Problem:
Copy out the passage on U.S. manufacturing readings in full, word for word.

══ Source passage

Recent readings for the sector show activity falling well off the hot place it had shown for most of 2018. The Institute for Supply Management gauge indicated plans that were barely expansionary, while the global Markit Purchase Managers Index pointed to contraction.
While those measures could change direction once the tariff issue is settled, current conditions shows that one of the key pillars in the Trump expansion is starting to wobble.
“The Trump bump to manufacturing in the US which takes place in many swing states has already petered out,” Binky Chadha, chief strategist at Deutsche Bank, said in a research note. “In our view, a continued decline and in particular a falling below 50 will be hard to spin as anything but a manufacturing recession.”
The ISM reading for May came in at 52.1, essentially a percentage reading representing manufacturers who plan to increase activity. That means a reading under 50 means more companies are planning to decrease activity.
The index rose from 51.8 when Trump took office up to a peak of 60.8 in August 2018 during a year in which U.S. GDP increased nearly 3% and posted some of the strongest levels of activity since the recovery began in mid-2009. However, a prolonged battle with China over trade, and the threat of a second front with Mexico that was eased over the weekend, took its toll on manufacturing.

════
══ Entries provided

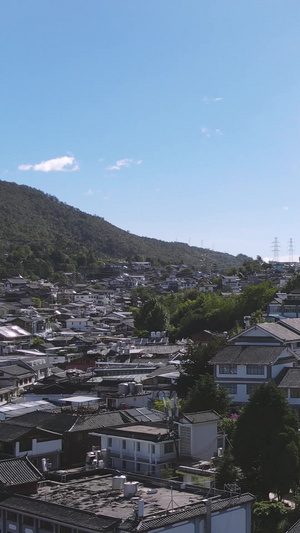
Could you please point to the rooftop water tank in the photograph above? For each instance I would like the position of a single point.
(131, 386)
(123, 389)
(118, 482)
(130, 488)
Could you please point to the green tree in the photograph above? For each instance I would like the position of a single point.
(152, 316)
(206, 395)
(268, 515)
(196, 363)
(266, 443)
(227, 472)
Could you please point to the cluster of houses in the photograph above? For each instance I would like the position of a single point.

════

Written solution:
Recent readings for the sector show activity falling well off the hot place it had shown for most of 2018. The Institute for Supply Management gauge indicated plans that were barely expansionary, while the global Markit Purchase Managers Index pointed to contraction.
While those measures could change direction once the tariff issue is settled, current conditions shows that one of the key pillars in the Trump expansion is starting to wobble.
“The Trump bump to manufacturing in the US which takes place in many swing states has already petered out,” Binky Chadha, chief strategist at Deutsche Bank, said in a research note. “In our view, a continued decline and in particular a falling below 50 will be hard to spin as anything but a manufacturing recession.”
The ISM reading for May came in at 52.1, essentially a percentage reading representing manufacturers who plan to increase activity. That means a reading under 50 means more companies are planning to decrease activity.
The index rose from 51.8 when Trump took office up to a peak of 60.8 in August 2018 during a year in which U.S. GDP increased nearly 3% and posted some of the strongest levels of activity since the recovery began in mid-2009. However, a prolonged battle with China over trade, and the threat of a second front with Mexico that was eased over the weekend, took its toll on manufacturing.